Passage =
* begin *

The Court, therefore, interprets the “by necessity” clause by reading it in the context of the agreement as a whole. The Fee Provision is a unilateral fee provision, negotiated by sophisticated parties, that does not include a prevailing party requirement. Viewed in that context, the Court concludes that the “by necessity” clause limits the scope of fees to efforts necessitated by the OP Defendants' failure to honor its contractual obligations. Once the OP Defendants have breached the agreement and “by necessity” Seagrape must enforce its rights, its fees are fully recoverable. As discussed further below, this interpretation would exclude fees incurred negotiating the underlying agreements - because, at that time, there was no “necessity” for Seagrape to hire a lawyer to “collect” its debt, “enforce” its rights, or “commence” any action - but would include reasonable efforts to achieve this result regardless of whether one such effort was a “prerequisite” to the ultimate success in this Court. This interpretation is consistent with the absence of a prevailing party requirement (which would have limited a fee application to the forum in which the party prevailed) and makes sense when read in the context of the Fee Provision's expansive “as often as” clause. Here, the Provision permits fees “[i]f” the Agreement is referred to an attorney “by necessity” of the breach, “and as often as” it is referred “by necessity” of the breach. The “as often as” clause implies that Seagrape may need to retain an attorney more than once (or, “often”) to enforce its rights. Accordingly, the Court interprets the “by necessity” clause as requiring the triggering event of the OP Defendants' breach and not as a limiting principle requiring a but-for relationship between the legal work performed and the ultimate success.

II. Application

A. BSM and Stein Law PLLC

Seagrape seeks $30,000.00 in attorneys' fees for services provided by BSM and Stein Law PLLC in connection with work performed on the Loan Agreement, Investment Agreement, Addendum to the Investment Agreement, CSA, and Subordination Agreement. This work was performed between 2012 and 2016. Stein Decl., ¶ 5.

The OP Defendants argue that Seagrape is not entitled to recover fees incurred while negotiating and drafting “the very agreements Seagrape is suing upon” because these fees were not incurred to enforce any of Seagrape's rights and, therefore, fall outside the scope of the Fee Provision. In response, Seagrape claims that the Investment Agreement does not limit Seagrape's recovery to litigation matters, instead entitling it to “any sum payable . . . with or without the institution of any action or proceeding.” Seagrape argues that after the OP Defendants breached the Investment Agreement, “it was forced to negotiate and paper a succession of new agreements to protect its rights” with the use of Mr. Stein's services.

* end *

Material for this task =
* begin *

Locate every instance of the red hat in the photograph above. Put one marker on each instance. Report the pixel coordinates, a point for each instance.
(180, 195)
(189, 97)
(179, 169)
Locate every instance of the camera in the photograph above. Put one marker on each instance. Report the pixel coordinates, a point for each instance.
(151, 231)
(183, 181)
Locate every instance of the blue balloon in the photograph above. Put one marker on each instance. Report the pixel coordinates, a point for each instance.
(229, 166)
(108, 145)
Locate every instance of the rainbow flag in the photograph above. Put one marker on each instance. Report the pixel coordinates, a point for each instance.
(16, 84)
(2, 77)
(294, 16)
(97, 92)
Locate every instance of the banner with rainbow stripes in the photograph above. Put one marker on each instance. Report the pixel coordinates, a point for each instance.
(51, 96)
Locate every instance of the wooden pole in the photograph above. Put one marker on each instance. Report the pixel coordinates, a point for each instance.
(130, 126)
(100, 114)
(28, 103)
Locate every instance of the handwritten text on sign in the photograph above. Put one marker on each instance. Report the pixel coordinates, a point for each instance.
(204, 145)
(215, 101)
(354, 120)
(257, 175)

* end *
* begin *

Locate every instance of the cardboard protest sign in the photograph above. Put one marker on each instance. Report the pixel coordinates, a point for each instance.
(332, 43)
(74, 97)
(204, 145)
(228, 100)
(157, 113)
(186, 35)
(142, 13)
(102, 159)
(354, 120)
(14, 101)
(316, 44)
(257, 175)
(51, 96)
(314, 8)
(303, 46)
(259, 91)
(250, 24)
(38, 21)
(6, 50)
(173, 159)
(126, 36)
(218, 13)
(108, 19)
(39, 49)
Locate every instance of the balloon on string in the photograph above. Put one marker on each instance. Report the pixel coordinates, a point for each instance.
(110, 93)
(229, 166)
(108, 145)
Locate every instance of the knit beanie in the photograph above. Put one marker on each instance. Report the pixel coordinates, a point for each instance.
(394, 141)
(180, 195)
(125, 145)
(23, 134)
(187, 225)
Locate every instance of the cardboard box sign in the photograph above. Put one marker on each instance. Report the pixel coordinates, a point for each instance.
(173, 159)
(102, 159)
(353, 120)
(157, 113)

* end *

Work to do =
[a] List every agreement that the passage on attorneys' fees names as the subject of the work by BSM and Stein Law PLLC.
[b] Report each line of the records that contains the word "balloon".
The records are unrelated to the text.

Expected responses =
[a]
Loan Agreement
Investment Agreement
Addendum to the Investment Agreement
CSA
Subordination Agreement

[b]
Locate every instance of the blue balloon in the photograph above. Put one marker on each instance. Report the pixel coordinates, a point for each instance.
Locate every instance of the balloon on string in the photograph above. Put one marker on each instance. Report the pixel coordinates, a point for each instance.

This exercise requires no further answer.